[Object pointing dataset rows]
■ ■ ■ ■

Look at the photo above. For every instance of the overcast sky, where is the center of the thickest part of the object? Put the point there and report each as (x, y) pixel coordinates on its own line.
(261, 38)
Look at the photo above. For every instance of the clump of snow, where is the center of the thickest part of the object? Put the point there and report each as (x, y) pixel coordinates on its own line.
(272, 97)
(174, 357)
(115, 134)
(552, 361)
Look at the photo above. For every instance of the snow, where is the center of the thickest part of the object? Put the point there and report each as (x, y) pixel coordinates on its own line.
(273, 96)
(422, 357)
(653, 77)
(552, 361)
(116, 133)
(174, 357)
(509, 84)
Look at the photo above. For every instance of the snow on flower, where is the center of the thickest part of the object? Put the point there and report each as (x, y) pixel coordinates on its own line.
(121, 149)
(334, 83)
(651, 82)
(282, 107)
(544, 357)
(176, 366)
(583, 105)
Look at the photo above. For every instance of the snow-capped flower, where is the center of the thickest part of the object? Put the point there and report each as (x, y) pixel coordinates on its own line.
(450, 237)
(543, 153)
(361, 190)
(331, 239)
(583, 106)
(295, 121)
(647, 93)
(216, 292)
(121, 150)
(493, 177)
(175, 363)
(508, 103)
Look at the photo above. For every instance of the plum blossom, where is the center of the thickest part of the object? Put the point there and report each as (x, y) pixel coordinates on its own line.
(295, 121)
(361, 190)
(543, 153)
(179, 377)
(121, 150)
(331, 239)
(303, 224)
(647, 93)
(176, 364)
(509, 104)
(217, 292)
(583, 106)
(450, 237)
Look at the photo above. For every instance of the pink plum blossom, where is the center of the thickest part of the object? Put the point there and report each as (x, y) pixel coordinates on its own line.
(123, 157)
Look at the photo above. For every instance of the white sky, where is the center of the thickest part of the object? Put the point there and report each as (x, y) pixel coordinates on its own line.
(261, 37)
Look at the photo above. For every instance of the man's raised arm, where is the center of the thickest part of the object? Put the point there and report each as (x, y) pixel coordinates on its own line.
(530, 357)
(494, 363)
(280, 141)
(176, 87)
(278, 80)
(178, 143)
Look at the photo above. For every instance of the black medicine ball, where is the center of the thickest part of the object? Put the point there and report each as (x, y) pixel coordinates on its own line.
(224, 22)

■ ■ ■ ■

▶ **DIRECTIONS FOR THIS TASK**
Change "thickest part" to "widest part" throughout all the records, keeping every other part of them the same.

▶ **EXERCISE SOLUTION**
Look at the photo above. For every instance of the overcast sky, where is the center of the widest part of the object? Put the point there and report each as (x, y) pixel coordinates on its own line.
(261, 38)
Look at the photo above. For every instance of the clump of snow, where is the center of the widest part of the object? Put the point there and report each as (x, y) pixel coordinates on its own line.
(272, 97)
(174, 357)
(115, 134)
(552, 361)
Look at the photo above. For every instance of the snow, where is the center of the widest part of the object? Put the point there and report each as (x, y) pixel coordinates on its own line.
(273, 96)
(422, 357)
(653, 77)
(552, 361)
(116, 133)
(174, 357)
(509, 84)
Look at the photo above. For every instance of the snow on flower, where is the center of the widest part of the object? Put the point there and report each as (x, y) pixel coordinates on its own line.
(121, 149)
(334, 83)
(651, 82)
(282, 107)
(544, 357)
(176, 366)
(583, 105)
Look at the photo above. For every instance of the snow-capped flower, where is the center of the widest part of the object? Put the point there and report each as (x, y) pixel coordinates on its own line.
(450, 237)
(543, 153)
(361, 190)
(331, 239)
(583, 106)
(295, 121)
(647, 93)
(216, 292)
(121, 150)
(493, 177)
(175, 363)
(508, 103)
Look at the photo above. For every instance of the plum blossom, where is the center of the widest part of the object? Put the point there and report each as (x, y) pixel coordinates on its own line.
(295, 121)
(361, 190)
(543, 153)
(179, 377)
(121, 150)
(331, 239)
(303, 224)
(647, 93)
(176, 364)
(509, 104)
(217, 292)
(583, 106)
(450, 237)
Look at the photo above. For every instance of the pink plum blossom, where is the center of the widest part of the object? Put the point there and report each as (x, y) pixel coordinates on its own line.
(123, 157)
Look at the photo above. For every instance of the white sky, where is the center of the widest part of the object? Put the point there and report each as (x, y) pixel coordinates on its own line.
(261, 37)
Look at the photo above. For every instance of the man's raised arm, where is the center of the widest part of the object? Put the point there and report each as (x, y) pixel coordinates on its own line.
(530, 357)
(494, 363)
(280, 141)
(176, 87)
(278, 80)
(178, 143)
Look at the photo above. For every instance of the black medicine ball, where is the center of the widest part of the object? Put the point there and report each as (x, y) pixel coordinates on its own line.
(224, 22)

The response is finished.